*** Extrait à lire

Nous avons obtenu une copie du premier document établi par les enquêteurs russes décrivant la scène de la catastrophe le 10 avril 2010 : ce document ne mentionne nulle part le fameux bouleau qui aurait le premier arraché un fragment d’aile du Tu-154 polonais. Il y a bien un arbre de mentionné, mais il est rompu au niveau de son sommet, bien plus haut que les 6 m dont on a parlé par la suite. Le parquet polonais a d’ailleurs mentionné quatre hauteurs différentes pour le choc de l’aile contre le bouleau, des hauteurs qui vont de 5 m à 9 m. Des mauvaises langues plaisantent d’ailleurs en affirmant que ces quatre hauteurs de coupe du bouleau correspondent aux quatre tentatives d’atterrissage dont ont parlé les médias le premier jour. Cette situation est ridicule. Le manque de sérieux et d’honnêteté des enquêtes officielles russe et polonaise est évident et nous ne demandons rien d’autre qu’une enquête sérieuse, honnête et transparente.

******
*** Enregistrements bruts

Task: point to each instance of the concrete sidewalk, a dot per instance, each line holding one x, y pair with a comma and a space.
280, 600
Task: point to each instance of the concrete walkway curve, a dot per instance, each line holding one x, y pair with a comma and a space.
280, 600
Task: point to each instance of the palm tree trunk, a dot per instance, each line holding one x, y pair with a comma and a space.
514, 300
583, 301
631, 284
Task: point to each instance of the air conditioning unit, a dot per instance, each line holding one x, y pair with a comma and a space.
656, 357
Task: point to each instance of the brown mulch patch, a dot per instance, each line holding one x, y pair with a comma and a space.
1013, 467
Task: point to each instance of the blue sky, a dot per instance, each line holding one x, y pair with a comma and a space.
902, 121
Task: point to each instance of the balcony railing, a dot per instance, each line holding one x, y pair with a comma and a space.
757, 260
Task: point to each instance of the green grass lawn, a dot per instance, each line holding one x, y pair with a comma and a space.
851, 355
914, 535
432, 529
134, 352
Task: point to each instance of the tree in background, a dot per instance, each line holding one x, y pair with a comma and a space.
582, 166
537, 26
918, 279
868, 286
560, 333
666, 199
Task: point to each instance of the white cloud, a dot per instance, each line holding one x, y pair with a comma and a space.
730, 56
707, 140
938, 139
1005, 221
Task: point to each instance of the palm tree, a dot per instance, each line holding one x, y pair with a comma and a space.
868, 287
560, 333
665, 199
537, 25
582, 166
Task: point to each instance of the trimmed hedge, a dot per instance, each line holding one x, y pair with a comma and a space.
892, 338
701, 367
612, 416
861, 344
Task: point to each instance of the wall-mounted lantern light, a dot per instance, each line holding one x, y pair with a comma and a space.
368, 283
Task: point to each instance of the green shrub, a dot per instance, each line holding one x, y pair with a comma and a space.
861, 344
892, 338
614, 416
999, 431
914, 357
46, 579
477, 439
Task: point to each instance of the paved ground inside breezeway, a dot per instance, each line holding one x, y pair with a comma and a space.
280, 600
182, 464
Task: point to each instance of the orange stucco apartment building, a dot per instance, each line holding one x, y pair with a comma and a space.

******

§ **Consigne**: D'après l'extrait sur la catastrophe du Tu-154 polonais, entre quelles valeurs vont les quatre hauteurs données par le parquet polonais pour le choc de l'aile contre le bouleau ?

§ **Résultat final**: Elles vont de 5 m à 9 m.